-- start --

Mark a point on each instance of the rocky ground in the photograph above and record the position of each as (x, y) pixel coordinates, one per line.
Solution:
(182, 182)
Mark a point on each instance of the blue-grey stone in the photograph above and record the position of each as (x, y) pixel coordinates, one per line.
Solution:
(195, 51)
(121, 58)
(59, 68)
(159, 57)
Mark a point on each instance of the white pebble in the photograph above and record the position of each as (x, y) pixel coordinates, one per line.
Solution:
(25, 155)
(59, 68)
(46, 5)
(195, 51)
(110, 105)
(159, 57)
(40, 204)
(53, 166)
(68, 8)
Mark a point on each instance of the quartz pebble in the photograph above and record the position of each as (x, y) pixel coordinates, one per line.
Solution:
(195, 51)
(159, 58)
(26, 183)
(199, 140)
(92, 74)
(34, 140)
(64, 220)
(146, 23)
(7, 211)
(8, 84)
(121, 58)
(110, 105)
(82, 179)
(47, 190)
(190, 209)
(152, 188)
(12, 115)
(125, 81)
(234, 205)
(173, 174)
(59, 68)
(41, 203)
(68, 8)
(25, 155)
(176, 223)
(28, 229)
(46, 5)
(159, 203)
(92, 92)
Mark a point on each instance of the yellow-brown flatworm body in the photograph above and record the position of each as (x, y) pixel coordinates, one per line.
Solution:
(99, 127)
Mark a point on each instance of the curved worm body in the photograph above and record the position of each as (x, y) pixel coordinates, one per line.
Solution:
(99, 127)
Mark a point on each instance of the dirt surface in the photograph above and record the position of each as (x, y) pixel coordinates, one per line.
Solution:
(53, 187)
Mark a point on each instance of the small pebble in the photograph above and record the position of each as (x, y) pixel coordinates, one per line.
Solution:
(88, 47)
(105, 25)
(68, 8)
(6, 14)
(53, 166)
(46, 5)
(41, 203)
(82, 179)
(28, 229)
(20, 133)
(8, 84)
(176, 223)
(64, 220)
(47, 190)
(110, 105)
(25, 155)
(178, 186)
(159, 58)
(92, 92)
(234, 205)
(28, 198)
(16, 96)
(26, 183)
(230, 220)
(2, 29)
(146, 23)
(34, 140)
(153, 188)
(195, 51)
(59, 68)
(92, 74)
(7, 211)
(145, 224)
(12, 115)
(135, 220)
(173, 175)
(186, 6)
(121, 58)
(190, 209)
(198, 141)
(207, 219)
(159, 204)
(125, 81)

-- end --

§ **WHAT TO WORK ON**:
Rewrite the material starting at the line containing "Mark a point on each instance of the small" and ending at the final line of the material, both lines included. Add 46 to both numbers in every coordinate pair and leave all other text unchanged.

§ **SOLUTION TO THE EXERCISE**:
Mark a point on each instance of the small pebble in the photograph above and record the position of each as (x, y) pixel coordinates, one per line.
Solution:
(134, 93)
(151, 71)
(114, 54)
(52, 60)
(99, 212)
(92, 51)
(87, 249)
(128, 225)
(74, 275)
(66, 179)
(54, 130)
(222, 269)
(110, 266)
(93, 236)
(156, 151)
(71, 201)
(224, 232)
(205, 104)
(138, 138)
(280, 251)
(74, 244)
(62, 142)
(72, 229)
(276, 266)
(48, 75)
(192, 69)
(80, 186)
(199, 234)
(241, 97)
(105, 114)
(138, 120)
(53, 257)
(191, 270)
(58, 161)
(181, 266)
(219, 221)
(232, 52)
(167, 104)
(236, 255)
(244, 187)
(253, 265)
(205, 250)
(171, 127)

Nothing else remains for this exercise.